→ **Exercise goal**: Your task is to copy each line of the listing that contains the word "workflow".
---------- Records
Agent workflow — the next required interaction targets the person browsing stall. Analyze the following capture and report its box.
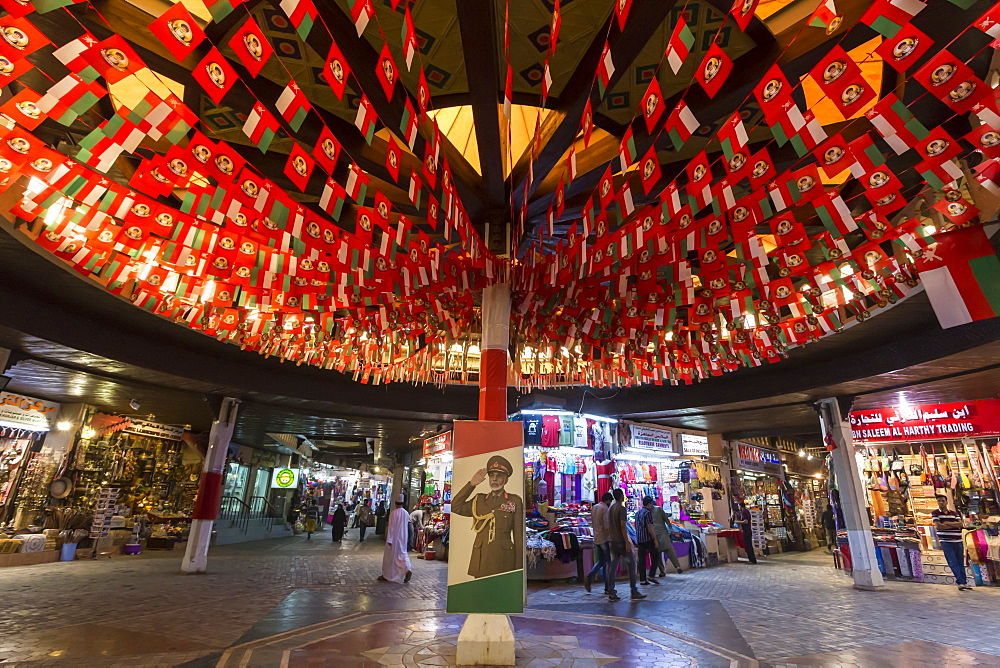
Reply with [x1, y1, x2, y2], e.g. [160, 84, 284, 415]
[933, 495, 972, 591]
--------------------
---------- Records
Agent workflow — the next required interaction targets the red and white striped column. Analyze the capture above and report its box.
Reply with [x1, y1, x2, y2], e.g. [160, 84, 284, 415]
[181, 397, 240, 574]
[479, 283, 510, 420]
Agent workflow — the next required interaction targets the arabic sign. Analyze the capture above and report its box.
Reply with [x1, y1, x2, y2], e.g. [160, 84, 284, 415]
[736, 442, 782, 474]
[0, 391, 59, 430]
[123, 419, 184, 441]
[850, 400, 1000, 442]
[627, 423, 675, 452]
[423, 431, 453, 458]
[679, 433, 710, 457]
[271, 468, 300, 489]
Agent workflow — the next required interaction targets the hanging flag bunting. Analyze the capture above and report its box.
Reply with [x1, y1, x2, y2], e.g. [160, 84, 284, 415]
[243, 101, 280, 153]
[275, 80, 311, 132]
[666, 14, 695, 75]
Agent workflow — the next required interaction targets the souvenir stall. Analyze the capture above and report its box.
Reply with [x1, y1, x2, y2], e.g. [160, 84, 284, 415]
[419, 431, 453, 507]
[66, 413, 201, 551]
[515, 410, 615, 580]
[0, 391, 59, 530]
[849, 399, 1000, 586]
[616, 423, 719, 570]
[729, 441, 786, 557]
--------------------
→ **Response**:
Agent workflow — the next required interaction targets the person browsing stall. Analyze the following capture and report its box.
Agent workflow — the next required interaction targets the red and white striped column. Analyze the capture above and report its box.
Agent workflow — the next required interaction targets the arabic sign. Analyze the capture above and report its box.
Agent workflow — the next required interaction targets the hanging flag bunting. Analyze the capture above and report its box.
Agent workflow — the next required interaction targets the souvenir stall. Analyze the capture above and report its box.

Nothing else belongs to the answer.